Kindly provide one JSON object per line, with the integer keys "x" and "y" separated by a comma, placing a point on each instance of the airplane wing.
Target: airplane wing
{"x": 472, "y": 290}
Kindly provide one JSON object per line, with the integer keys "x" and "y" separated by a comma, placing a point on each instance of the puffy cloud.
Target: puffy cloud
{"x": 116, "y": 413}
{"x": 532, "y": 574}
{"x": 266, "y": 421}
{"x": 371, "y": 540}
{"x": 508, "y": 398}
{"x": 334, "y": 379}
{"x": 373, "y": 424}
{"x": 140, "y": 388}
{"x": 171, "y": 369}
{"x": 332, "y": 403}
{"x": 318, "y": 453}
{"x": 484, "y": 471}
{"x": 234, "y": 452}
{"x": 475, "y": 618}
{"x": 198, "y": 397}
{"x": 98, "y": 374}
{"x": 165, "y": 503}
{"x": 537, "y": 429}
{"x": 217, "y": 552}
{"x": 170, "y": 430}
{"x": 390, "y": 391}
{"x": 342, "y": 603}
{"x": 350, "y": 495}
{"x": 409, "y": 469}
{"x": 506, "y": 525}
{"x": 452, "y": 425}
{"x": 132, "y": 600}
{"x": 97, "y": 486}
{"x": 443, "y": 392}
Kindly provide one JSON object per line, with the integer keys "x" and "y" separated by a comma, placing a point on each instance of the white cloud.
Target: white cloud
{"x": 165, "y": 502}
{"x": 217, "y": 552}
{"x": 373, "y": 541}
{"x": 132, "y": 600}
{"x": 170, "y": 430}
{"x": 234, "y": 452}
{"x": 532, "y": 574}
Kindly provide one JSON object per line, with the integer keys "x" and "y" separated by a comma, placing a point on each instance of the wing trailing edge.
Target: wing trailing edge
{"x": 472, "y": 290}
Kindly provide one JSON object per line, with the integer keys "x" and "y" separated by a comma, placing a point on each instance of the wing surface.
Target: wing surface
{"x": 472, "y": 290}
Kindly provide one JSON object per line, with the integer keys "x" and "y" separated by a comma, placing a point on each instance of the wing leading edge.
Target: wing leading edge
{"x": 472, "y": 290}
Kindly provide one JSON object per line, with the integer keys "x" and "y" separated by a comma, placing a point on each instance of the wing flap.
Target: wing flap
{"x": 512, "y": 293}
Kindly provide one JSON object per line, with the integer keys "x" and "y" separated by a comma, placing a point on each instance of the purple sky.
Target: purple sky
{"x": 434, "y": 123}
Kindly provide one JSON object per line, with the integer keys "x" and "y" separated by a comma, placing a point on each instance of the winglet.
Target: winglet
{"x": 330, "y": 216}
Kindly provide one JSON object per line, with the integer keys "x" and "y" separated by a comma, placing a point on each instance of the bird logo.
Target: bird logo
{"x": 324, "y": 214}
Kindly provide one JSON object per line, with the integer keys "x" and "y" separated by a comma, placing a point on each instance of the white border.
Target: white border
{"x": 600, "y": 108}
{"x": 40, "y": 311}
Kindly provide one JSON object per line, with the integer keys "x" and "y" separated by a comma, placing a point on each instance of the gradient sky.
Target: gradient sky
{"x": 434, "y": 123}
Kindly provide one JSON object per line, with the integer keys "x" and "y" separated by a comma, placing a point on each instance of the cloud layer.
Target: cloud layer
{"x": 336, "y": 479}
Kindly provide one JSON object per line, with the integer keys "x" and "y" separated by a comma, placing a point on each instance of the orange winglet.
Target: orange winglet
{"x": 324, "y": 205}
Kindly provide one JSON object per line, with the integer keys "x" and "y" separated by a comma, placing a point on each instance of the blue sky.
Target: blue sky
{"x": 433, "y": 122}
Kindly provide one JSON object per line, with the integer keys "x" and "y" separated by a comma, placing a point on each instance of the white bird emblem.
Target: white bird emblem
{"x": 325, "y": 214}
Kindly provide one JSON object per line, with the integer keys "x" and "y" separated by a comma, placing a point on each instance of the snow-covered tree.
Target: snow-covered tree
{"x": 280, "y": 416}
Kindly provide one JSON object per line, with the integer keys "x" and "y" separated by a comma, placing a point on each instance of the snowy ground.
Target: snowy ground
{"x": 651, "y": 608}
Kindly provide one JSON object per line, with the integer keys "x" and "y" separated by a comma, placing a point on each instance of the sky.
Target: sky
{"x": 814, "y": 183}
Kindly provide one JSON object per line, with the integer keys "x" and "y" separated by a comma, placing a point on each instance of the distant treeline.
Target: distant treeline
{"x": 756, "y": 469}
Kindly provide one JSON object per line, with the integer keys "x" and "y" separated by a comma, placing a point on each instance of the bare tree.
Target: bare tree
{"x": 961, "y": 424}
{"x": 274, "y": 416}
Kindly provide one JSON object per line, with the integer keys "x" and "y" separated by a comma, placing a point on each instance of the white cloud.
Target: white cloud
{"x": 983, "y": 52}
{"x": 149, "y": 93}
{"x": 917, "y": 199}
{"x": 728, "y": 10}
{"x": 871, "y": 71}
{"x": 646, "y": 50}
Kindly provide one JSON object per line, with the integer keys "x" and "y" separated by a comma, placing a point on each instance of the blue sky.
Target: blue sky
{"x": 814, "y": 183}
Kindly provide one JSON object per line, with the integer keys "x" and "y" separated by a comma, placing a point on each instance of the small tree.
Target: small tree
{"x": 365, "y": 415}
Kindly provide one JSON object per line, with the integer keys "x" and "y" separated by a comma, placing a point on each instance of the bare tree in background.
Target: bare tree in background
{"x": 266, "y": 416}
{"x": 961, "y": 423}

§ **The problem**: Reproduce all the material above, swapping in "bright cloud" wherever "white cloud" occurs and leaving everything else untouched.

§ **Response to the exercise**:
Kindly provide one JSON object per line, with the integer keys "x" and "y" separated by a comma, placing a point on each instance of the airplane wing.
Target: airplane wing
{"x": 472, "y": 290}
Kindly provide one JSON object per line, with the integer keys "x" and "y" separated by a comma, placing a point on each instance of the puffy cloud.
Target: puffy cloud
{"x": 116, "y": 413}
{"x": 532, "y": 574}
{"x": 266, "y": 421}
{"x": 371, "y": 540}
{"x": 508, "y": 398}
{"x": 334, "y": 379}
{"x": 373, "y": 424}
{"x": 140, "y": 388}
{"x": 171, "y": 369}
{"x": 332, "y": 403}
{"x": 318, "y": 453}
{"x": 484, "y": 471}
{"x": 234, "y": 452}
{"x": 475, "y": 618}
{"x": 198, "y": 397}
{"x": 98, "y": 374}
{"x": 165, "y": 503}
{"x": 537, "y": 429}
{"x": 217, "y": 552}
{"x": 170, "y": 430}
{"x": 390, "y": 391}
{"x": 342, "y": 603}
{"x": 350, "y": 495}
{"x": 409, "y": 469}
{"x": 506, "y": 525}
{"x": 452, "y": 425}
{"x": 132, "y": 600}
{"x": 97, "y": 486}
{"x": 443, "y": 392}
Kindly provide one JSON object per line, with the integer keys "x" and "y" separated by a comma, placing a point on each instance of the bright cloud.
Target: bright cloud
{"x": 165, "y": 502}
{"x": 217, "y": 552}
{"x": 373, "y": 541}
{"x": 132, "y": 600}
{"x": 170, "y": 430}
{"x": 234, "y": 452}
{"x": 532, "y": 574}
Kindly provide one JSON object per line, with the integer keys "x" and "y" separated by a comma, placing a point on each instance of the wing trailing edge.
Target: wing trailing edge
{"x": 472, "y": 290}
Kindly provide one JSON object per line, with the integer keys "x" and "y" separated by a comma, placing a point on each instance of the wing surface.
Target: wing surface
{"x": 472, "y": 290}
Kindly provide one JSON object per line, with the integer keys "x" and "y" separated by a comma, placing a point on each instance of the wing leading edge.
Target: wing leading edge
{"x": 472, "y": 290}
Kindly provide one JSON object per line, with the integer keys "x" and "y" separated by a comma, placing a point on each instance of the wing flap.
Target: wing flap
{"x": 512, "y": 293}
Kindly provide one JSON object per line, with the integer keys "x" and "y" separated by a comma, placing a point on each instance of the purple sky.
Target: purple sky
{"x": 434, "y": 123}
Kindly provide one JSON object per line, with the integer keys "x" and "y" separated by a comma, placing a point on each instance of the winglet.
Target: winglet
{"x": 330, "y": 216}
Kindly provide one JSON object per line, with the integer keys "x" and "y" separated by a comma, placing a point on each instance of the bird logo.
Target: bird logo
{"x": 324, "y": 214}
Kindly provide one JSON object per line, with the integer keys "x" and "y" separated by a comma, placing a point on each instance of the white border.
Target: white border
{"x": 600, "y": 108}
{"x": 40, "y": 311}
Kindly provide one JSON object per line, with the integer keys "x" and "y" separated by a comma, placing a point on each instance of the gradient sky.
Target: gradient sky
{"x": 434, "y": 123}
Kindly provide one JSON object per line, with the integer keys "x" and "y" separated by a comma, placing a point on each instance of the cloud layer.
Target: cloud layer
{"x": 336, "y": 479}
Kindly provide one JSON object per line, with the integer keys "x" and "y" separated by a comma, placing a point on each instance of the orange winglet.
Target: orange winglet
{"x": 324, "y": 205}
Kindly provide one JSON object per line, with the integer keys "x" and "y" separated by a comma, placing a point on each instance of the blue sky.
Target: blue sky
{"x": 433, "y": 122}
Kindly provide one JSON object per line, with the integer keys "x" and "y" separated by a comma, placing a point on each instance of the white bird emblem.
Target: white bird emblem
{"x": 325, "y": 214}
Kindly provide one JSON object per line, with the integer keys "x" and "y" separated by a comma, placing a point on each instance of the snow-covered tree.
Target: snow-covered tree
{"x": 280, "y": 416}
Kindly provide one JSON object per line, with the integer keys "x" and "y" separated by a comma, placing a point on each instance of the snowy ground.
Target: snowy ground
{"x": 651, "y": 608}
Kindly provide one JSON object per line, with the integer keys "x" and "y" separated by a comma, placing a point on each instance of the sky.
Target: sky
{"x": 814, "y": 183}
Kindly provide one JSON object per line, with the integer keys "x" and "y" separated by a comma, placing a point on each instance of the distant treeline.
Target: distant treeline
{"x": 756, "y": 469}
Kindly provide one JSON object per line, with the integer keys "x" and "y" separated by a comma, placing a point on each instance of the bare tree.
Target: bare tree
{"x": 961, "y": 424}
{"x": 274, "y": 416}
Kindly provide one JSON object per line, with the integer keys "x" and "y" separated by a comma, placing a point on each instance of the bright cloud.
Target: bright cloud
{"x": 983, "y": 52}
{"x": 149, "y": 93}
{"x": 917, "y": 199}
{"x": 728, "y": 10}
{"x": 871, "y": 71}
{"x": 646, "y": 50}
Kindly provide one JSON object per line, with the integer keys "x" and "y" separated by a comma, placing a point on each instance of the blue sky.
Target: blue sky
{"x": 814, "y": 183}
Kindly provide one JSON object per line, with the integer keys "x" and "y" separated by a comma, placing a point on each instance of the small tree.
Target: small tree
{"x": 365, "y": 415}
Kindly provide one JSON object per line, with the integer keys "x" and "y" separated by a comma, placing a point on each instance of the bare tree in background.
Target: bare tree in background
{"x": 266, "y": 416}
{"x": 961, "y": 423}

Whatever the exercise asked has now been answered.